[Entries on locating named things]
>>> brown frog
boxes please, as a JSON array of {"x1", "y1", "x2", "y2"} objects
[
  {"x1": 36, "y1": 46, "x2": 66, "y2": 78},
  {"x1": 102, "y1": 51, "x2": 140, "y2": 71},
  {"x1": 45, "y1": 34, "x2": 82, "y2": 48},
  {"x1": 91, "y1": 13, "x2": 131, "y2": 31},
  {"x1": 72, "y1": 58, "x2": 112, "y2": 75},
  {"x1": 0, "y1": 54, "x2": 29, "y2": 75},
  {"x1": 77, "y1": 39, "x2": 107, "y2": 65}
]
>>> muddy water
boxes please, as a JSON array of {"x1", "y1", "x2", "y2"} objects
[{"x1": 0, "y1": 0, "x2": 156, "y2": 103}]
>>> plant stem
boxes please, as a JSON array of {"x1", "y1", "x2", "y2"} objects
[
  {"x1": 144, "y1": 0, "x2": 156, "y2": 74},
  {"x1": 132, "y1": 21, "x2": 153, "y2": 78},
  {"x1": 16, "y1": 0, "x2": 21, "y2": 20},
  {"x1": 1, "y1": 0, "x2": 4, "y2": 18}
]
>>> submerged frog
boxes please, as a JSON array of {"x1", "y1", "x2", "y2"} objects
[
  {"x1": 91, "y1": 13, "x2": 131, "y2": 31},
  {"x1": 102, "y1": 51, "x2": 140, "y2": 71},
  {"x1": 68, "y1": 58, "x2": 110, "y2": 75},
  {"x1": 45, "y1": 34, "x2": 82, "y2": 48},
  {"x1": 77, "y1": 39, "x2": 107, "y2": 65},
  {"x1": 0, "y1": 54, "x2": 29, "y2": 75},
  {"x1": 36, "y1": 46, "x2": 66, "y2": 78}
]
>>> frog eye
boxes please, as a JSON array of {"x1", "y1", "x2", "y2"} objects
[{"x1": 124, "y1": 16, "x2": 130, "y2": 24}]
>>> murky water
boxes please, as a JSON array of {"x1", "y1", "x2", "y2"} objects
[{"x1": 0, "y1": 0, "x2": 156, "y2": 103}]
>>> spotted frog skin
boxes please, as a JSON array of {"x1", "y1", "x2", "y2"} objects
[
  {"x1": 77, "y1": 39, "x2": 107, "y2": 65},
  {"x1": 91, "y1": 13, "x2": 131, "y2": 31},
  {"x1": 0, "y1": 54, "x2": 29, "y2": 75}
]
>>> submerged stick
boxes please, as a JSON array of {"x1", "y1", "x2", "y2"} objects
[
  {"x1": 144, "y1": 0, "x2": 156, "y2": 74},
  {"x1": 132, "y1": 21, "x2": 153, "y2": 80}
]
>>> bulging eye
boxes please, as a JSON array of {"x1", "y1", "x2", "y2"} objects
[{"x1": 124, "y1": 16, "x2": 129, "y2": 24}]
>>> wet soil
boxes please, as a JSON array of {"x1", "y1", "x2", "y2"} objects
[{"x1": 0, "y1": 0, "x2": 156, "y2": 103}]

▸ WHAT THIS TASK INVOLVES: Quote every one of the records above word for word, keeping each line as it appears.

▸ REPLY:
>>> brown frog
boxes please, as a JSON array of {"x1", "y1", "x2", "y2"} objects
[
  {"x1": 36, "y1": 46, "x2": 66, "y2": 78},
  {"x1": 102, "y1": 51, "x2": 140, "y2": 71},
  {"x1": 45, "y1": 34, "x2": 82, "y2": 48},
  {"x1": 91, "y1": 13, "x2": 131, "y2": 31},
  {"x1": 72, "y1": 58, "x2": 112, "y2": 75},
  {"x1": 0, "y1": 54, "x2": 29, "y2": 75},
  {"x1": 77, "y1": 39, "x2": 107, "y2": 65}
]
>>> muddy water
boxes please, as a JSON array of {"x1", "y1", "x2", "y2"} objects
[{"x1": 0, "y1": 0, "x2": 156, "y2": 103}]
>>> plant stem
boxes please, as a JSON array of {"x1", "y1", "x2", "y2"} objects
[
  {"x1": 144, "y1": 0, "x2": 156, "y2": 74},
  {"x1": 132, "y1": 21, "x2": 153, "y2": 78},
  {"x1": 16, "y1": 0, "x2": 21, "y2": 20},
  {"x1": 1, "y1": 0, "x2": 4, "y2": 18}
]
>>> submerged frog
boxes please, as a JSON array of {"x1", "y1", "x2", "y2"} objects
[
  {"x1": 91, "y1": 13, "x2": 131, "y2": 31},
  {"x1": 102, "y1": 51, "x2": 140, "y2": 71},
  {"x1": 68, "y1": 58, "x2": 110, "y2": 75},
  {"x1": 45, "y1": 34, "x2": 82, "y2": 48},
  {"x1": 77, "y1": 39, "x2": 107, "y2": 65},
  {"x1": 0, "y1": 54, "x2": 29, "y2": 75},
  {"x1": 36, "y1": 46, "x2": 66, "y2": 78}
]
>>> frog eye
boxes please, as a JSON array of {"x1", "y1", "x2", "y2"} objects
[{"x1": 124, "y1": 16, "x2": 130, "y2": 24}]
>>> murky water
boxes please, as a JSON array of {"x1", "y1", "x2", "y2"} objects
[{"x1": 0, "y1": 0, "x2": 156, "y2": 103}]
>>> spotted frog skin
boxes please, as a JSON array of {"x1", "y1", "x2", "y2"} objects
[
  {"x1": 77, "y1": 39, "x2": 107, "y2": 65},
  {"x1": 91, "y1": 13, "x2": 131, "y2": 31},
  {"x1": 0, "y1": 54, "x2": 29, "y2": 75}
]
>>> submerged stick
boxes please, as a JSON array of {"x1", "y1", "x2", "y2"} objects
[
  {"x1": 144, "y1": 0, "x2": 156, "y2": 74},
  {"x1": 132, "y1": 21, "x2": 153, "y2": 80}
]
>>> bulging eye
boxes please, as a JSON array of {"x1", "y1", "x2", "y2"} objects
[{"x1": 124, "y1": 16, "x2": 129, "y2": 24}]
>>> wet soil
boxes please, as a JSON array of {"x1", "y1", "x2", "y2"} objects
[{"x1": 0, "y1": 0, "x2": 156, "y2": 103}]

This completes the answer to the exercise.